- _DATASET RECORDS_:
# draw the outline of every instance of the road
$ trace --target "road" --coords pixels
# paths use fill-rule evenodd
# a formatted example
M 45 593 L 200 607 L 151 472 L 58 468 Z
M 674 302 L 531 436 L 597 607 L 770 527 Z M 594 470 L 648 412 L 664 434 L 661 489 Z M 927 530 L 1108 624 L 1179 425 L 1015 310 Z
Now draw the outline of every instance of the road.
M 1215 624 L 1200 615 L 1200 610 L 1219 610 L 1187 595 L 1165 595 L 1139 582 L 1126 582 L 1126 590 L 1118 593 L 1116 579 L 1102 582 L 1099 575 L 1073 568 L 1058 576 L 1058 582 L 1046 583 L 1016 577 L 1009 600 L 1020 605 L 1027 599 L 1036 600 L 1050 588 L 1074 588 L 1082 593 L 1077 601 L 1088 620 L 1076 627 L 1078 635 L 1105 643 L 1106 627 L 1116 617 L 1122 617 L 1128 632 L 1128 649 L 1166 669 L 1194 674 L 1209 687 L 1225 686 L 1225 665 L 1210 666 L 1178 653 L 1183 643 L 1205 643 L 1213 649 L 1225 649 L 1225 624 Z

- _INSTRUCTIONS FOR THE TASK_: Please format the items above as a JSON list of strings, with one string for each line and no blank lines.

- _RESULT BELOW_:
[
  "# draw the outline of every instance of the road",
  "$ trace --target \"road\" --coords pixels",
  "# paths use fill-rule evenodd",
  "# a formatted example",
  "M 45 593 L 200 607 L 151 472 L 58 468 Z",
  "M 674 302 L 531 436 L 597 607 L 770 527 Z M 594 470 L 648 412 L 664 434 L 661 489 Z M 927 530 L 1108 624 L 1179 425 L 1015 310 Z",
  "Now draw the outline of every instance of the road.",
  "M 1215 624 L 1200 615 L 1200 610 L 1219 610 L 1187 595 L 1165 595 L 1139 582 L 1126 582 L 1126 590 L 1118 593 L 1116 579 L 1102 582 L 1099 575 L 1073 568 L 1058 576 L 1058 582 L 1046 583 L 1016 577 L 1009 600 L 1020 605 L 1027 599 L 1036 600 L 1050 588 L 1074 588 L 1082 593 L 1077 601 L 1088 620 L 1076 627 L 1078 635 L 1105 643 L 1106 627 L 1116 617 L 1122 617 L 1128 632 L 1128 649 L 1166 669 L 1194 674 L 1209 687 L 1225 686 L 1225 665 L 1210 666 L 1178 653 L 1183 643 L 1205 643 L 1213 649 L 1225 649 L 1225 624 Z"
]